▸ **EXTRAIT**:
_____

Grâce à cette première expérience, elle décroche ses missions suivantes, dont une en République démocratique du Congo (RDC), en 2013, comme chargée de communication. Un métier en contact direct avec les populations. «C’est ce lien avec les gens qui m’a toujours plu. Mon rôle est très concret: je dois déconstruire les rumeurs qui entourent souvent la médecine occidentale, ou celles qui touchent aux incompréhensions vis-à-vis de ce que fait MSF sur place.» Car, une fois dans le pays, les équipes sont amenées à évaluer la situation et à identifier les besoins les plus urgents pour réagir au plus vite. Et l’enjeu est de taille lorsque les populations locales refusent de se rendre dans les structures médicales créées pour elles parce qu’elles en ont peur ou que ces structures ne correspondent pas à leurs besoins. Malheureusement, la désinformation circule vite et cela peut devenir un vrai problème. «Au Congo (RDC), par exemple, les patients atteints du virus Ebola ne veulent pas se faire soigner dans les centres, car ils ont peur qu’on leur enlève des organes, qu’on leur coupe des membres…» témoigne Louise. Ce qui l’a particulièrement marquée, ce sont ces mamans nigériennes qui refusaient catégoriquement que leur enfant soit mis sous une aide respiratoire, appelée lunettes à oxygène. «Il s’agit d’un petit tube que l’on introduit dans les narines quand les médecins doivent réanimer les enfants qui arrivent en état de choc. C’est un geste souvent indispensable pour sauver ceux qui souffrent de malnutrition sévère. Parfois on n’arrive à convaincre le parent que trop tard, car il croit que cette méthode va aspirer l’âme de son enfant.» Une fausse croyance qui amène, bien souvent, au décès du petit, par manque de soins urgents.

«Les patients atteints du virus Ebola ne veulent pas se faire soigner dans les centres, car ils ont peur qu’on leur enlève des organes, qu’on leur coupe des membres.»

Louise Annaud, chargée de communication pour Médecins sans frontières

«Le risque que l’on prend en vaut largement la chandelle»

_____

▸ **DONNÉES FOURNIES**:
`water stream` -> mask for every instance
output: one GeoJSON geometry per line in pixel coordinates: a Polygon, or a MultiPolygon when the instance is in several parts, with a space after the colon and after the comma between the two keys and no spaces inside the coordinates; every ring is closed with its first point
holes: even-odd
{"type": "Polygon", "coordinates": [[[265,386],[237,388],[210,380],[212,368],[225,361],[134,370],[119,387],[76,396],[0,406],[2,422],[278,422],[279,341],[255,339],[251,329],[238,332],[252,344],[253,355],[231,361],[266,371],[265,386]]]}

_____

▸ **CONSIGNE A**: Relevez toutes les peurs précises qui, d'après l'extrait sur Louise Annaud, poussent des patients ou des parents à refuser les soins.
▸ **CONSIGNE B**:
Répondez à ces questions sur l'extrait sur Louise Annaud.
(i) En quelle année Louise part-elle en mission en République démocratique du Congo ?
(ii) Quel poste y occupe-t-elle ?
(iii) Comment s'appelle l'aide respiratoire que des mamans nigériennes refusaient pour leur enfant ?
▸ **CONSIGNE C**: Prolongez l'extrait sur Louise Annaud à partir de sa dernière phrase.
Les données ne servent à rien ici.

▸ **RÉPONSE A**:
- Avoir peur qu'on leur enlève des organes
- Avoir peur qu'on leur coupe des membres
- Croire que les lunettes à oxygène vont aspirer l'âme de leur enfant

▸ **RÉPONSE B**:
(i) En 2013.
(ii) Chargée de communication.
(iii) Les lunettes à oxygène.

▸ **RÉPONSE C**:
La trentenaire s’efforce alors de trouver des manières de déconstruire ces rumeurs, tout simplement pour pouvoir sauver des vies. «Je comprends totalement le fait que ces soins puissent leur paraître étranges, étant donné que certains se sont toujours guéris autrement, avec des traitements traditionnels», continue-t-elle. L’enjeu est de taille et l’équipe de MSF repart de zéro à chaque mission. «Tu arrives dans un pays, et tu sais que tu ne sais rien! Il faut faire des réunions avec les chefs des villages, trouver des moyens d’entrer en contact avec la population pour tisser un lien de confiance, c’est ce qui me plaît.» Louise décrit un univers dans lequel il faut instaurer de nouveaux repères, souvent en très peu de temps. Car ses missions durent en moyenne de trois à six mois. Sans compter sur le rythme que cela lui impose au quotidien. «J’ai annulé plein de choses personnelles pour partir du jour au lendemain, mais je me sens chanceuse de faire ce qui me plaît.» Malgré les dangers des pays dans lesquels elle part, souvent en guerre ou victime d’épidémie, elle s’est toujours sentie en sécurité. «On n’est jamais vraiment à l’abri, mais cela ne m’a jamais freinée. Je sais que tout est mis en place pour qu’il n’y ait pas de problème de sécurité. Le risque que l’on prend, en mission, en vaut largement la chandelle par rapport à l’impact qu’on a.» Revenue en octobre (lire encadré ci-dessus), elle a décidé de marquer une pause, pour rester quelque temps auprès de ses proches. «J’ai choisi de faire cette année très intense sur le terrain et je souhaite maintenant trouver un métier avec le même impact ici, avant de me relancer dans de nouveaux voyages.»